Answer these questions about the forum thread on daemons below:
1. In the first post, what do the villagers believe the demonic white warrior will do?
2. According to the reply, what is the concept of the chaos gods and their segments based on?
3. Which names does the reply give as the most powerful?

TEXT PASSAGE:
* * * * *

# Are there neutral or good deamons and could technically be minor chaos gods?



## The Final Frontier (Oct 15, 2011)

My knowledge isn't the best with daemons but obviously most daemons are servants of chaos and gain power either violence or by emotions from mortals. My question is there daemons in the warp not in any of the Chaos Gods service? From what I understand Believe is a powerful emotion so If for example on a planet, If enough people believe that a demonic white warrior will save their village when there attacked by Xeno's, that Demonic white warrior will actually take form and exist and due to this believe, this daemon will grow in power and essentially become a minor Chaos God? Is that possible along with them being Neutral or even Good as long as there "fed" enough?


----------



## Battman (Nov 2, 2012)

It is certainly an interesting idea, the concept of the chaos gods and their segments (the lesser and greater daemons) is based off very powerful emotions and concepts. The most powerful of these are khorne, tzeentch, slannesh and nurgle.

* * * * *

INFORMATION SHOWN:
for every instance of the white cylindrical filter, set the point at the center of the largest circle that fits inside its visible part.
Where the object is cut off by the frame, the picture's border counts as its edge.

* * * * *

RESPONSE:
1. Save their village when it is attacked by Xenos.
2. Very powerful emotions and concepts.
3. Khorne, tzeentch, slannesh and nurgle.